[Source extract — start]
A custom jawline implant offers a 3D augmentation effect on the lower face. Since it is a wrap around implant, the largest aesthetic implant that can be placed on the face, its covers the entire inferolaterakl surface area of the lower jaw. In essence it is like placing a new jaw on top of the existing jaw.
Placing such a large implant in an aesthetic manner requires adherence to two basic principles. First keep the access incisions as small as possible. Secondly avoid injuring neurovascular and muscle tissues that are along the path of dissection in making the implant pocket. Adhering to these principles requires an implant that is ‘cooperative’. A cooperative implant is one that helps in the process of ensuring these two placement principles are followed as much as possible.
The placement of a custom jawline implant initially looks daunting when comparing the size of the incisions to that of the implant. It almost always require the use of three incisions, one anterior (chin) and posterior iintraoral incisions over the jaw angles. The chin incision can be either intraoral or through the submental skin. But it is usually far better to go submental to lower the risk of infection and to stay below the level of the bony exit of the mental nerve in the lateral chin area. There are some exceptions to the anterior submental incision. (e.g., small female jawline implants, custom jawline implants combined with sliding genioplasties) The intraoral posterior incisions can only be avoided if the jawline implant is really an extended chin implant that does not cross over into the attachments of the masseter muscle near the jaw angles.
The reality is that these three small access incisions requires getting this large jawline implant not only through it but into the proper position (as per the design) with limited visibility of how the implant is sitting on the bone. Its success depends partially on the implant’s physical characteristics and a learned skill in doing it. Custom jawline implants can be made of various materials (silicone, Medpor, PEEk, titanium) and, while it is the patient’s choice of what they prefer, the material choices will influence how easily, successful and the scar burden needs to place it. (as well as the size of the implant design)
[Source extract — finish]
[Data extract — start]
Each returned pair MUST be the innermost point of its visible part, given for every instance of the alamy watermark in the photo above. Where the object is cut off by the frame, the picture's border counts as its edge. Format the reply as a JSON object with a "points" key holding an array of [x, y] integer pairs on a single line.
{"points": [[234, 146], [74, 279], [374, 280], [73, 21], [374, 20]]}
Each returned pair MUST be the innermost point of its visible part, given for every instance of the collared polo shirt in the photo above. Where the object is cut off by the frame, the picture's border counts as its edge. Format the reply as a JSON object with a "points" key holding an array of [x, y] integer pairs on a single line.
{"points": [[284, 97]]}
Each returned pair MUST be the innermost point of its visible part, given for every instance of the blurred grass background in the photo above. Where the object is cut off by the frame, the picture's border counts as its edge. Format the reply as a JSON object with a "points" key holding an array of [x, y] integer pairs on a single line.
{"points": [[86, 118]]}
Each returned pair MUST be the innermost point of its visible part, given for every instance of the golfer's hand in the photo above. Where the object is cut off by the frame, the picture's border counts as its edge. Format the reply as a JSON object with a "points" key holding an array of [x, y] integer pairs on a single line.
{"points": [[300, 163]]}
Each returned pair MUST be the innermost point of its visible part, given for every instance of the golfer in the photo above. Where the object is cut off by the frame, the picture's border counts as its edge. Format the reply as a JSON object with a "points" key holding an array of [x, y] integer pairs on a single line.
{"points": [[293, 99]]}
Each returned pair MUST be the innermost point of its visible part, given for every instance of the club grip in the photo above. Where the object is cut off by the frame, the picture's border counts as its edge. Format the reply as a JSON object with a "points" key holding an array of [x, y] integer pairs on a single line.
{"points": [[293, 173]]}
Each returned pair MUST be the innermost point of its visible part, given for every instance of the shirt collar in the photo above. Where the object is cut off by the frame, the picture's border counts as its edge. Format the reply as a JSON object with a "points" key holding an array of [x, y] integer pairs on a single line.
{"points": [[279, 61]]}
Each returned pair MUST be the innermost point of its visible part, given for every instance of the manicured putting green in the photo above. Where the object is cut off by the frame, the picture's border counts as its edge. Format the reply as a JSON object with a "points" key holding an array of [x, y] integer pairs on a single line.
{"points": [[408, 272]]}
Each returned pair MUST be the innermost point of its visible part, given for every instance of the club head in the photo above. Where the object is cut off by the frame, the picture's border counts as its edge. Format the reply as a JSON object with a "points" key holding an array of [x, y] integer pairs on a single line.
[Data extract — finish]
Problems and tasks
1) Reproduce the part of the jawline implant text that opens with the words containing "A custom jawline implant offers" and closes with "the existing jaw.".
2) Go on with the text about custom jawline implants from where it stops.
You can set the records aside; nothing here depends on them.

List of answers
1)
A custom jawline implant offers a 3D augmentation effect on the lower face. Since it is a wrap around implant, the largest aesthetic implant that can be placed on the face, its covers the entire inferolaterakl surface area of the lower jaw. In essence it is like placing a new jaw on top of the existing jaw.

2)
The reason that solid silicone is most commonly used for custom jawline implants is both for cost (in the USA) and placement (and removal) reasons. Its elastic deformation properties allow it to change its shape to fit through the submental incision. Once all three incisions are made and general subperiosteal dissection has been completed, the jaw angle portion are passed underneath the mental nerve in a bilateral fashion. This has to be done one side at a time. This leaves the chin portion of the implant outside off the incision.
Then by pulling the posterior ends of the implant (jaw angles) back into position using the intraoral incisions the chin portion of the implant pops through the small submental incision. The chin portion is then positioned in the midline using the vertical midline marker and secured with a single midline screw.
Once the anterior position of the jawline implant is established this allows the posterior jaw angle portions of the implant to be stretched out to length and positioned. (a little bit like laying carpet) In other words establishing the central position of the implant allows the two sides to the properly stretched out. In the deep intraoral region of the jaw angles not getting the implant to length is the most common cause of implant malposition.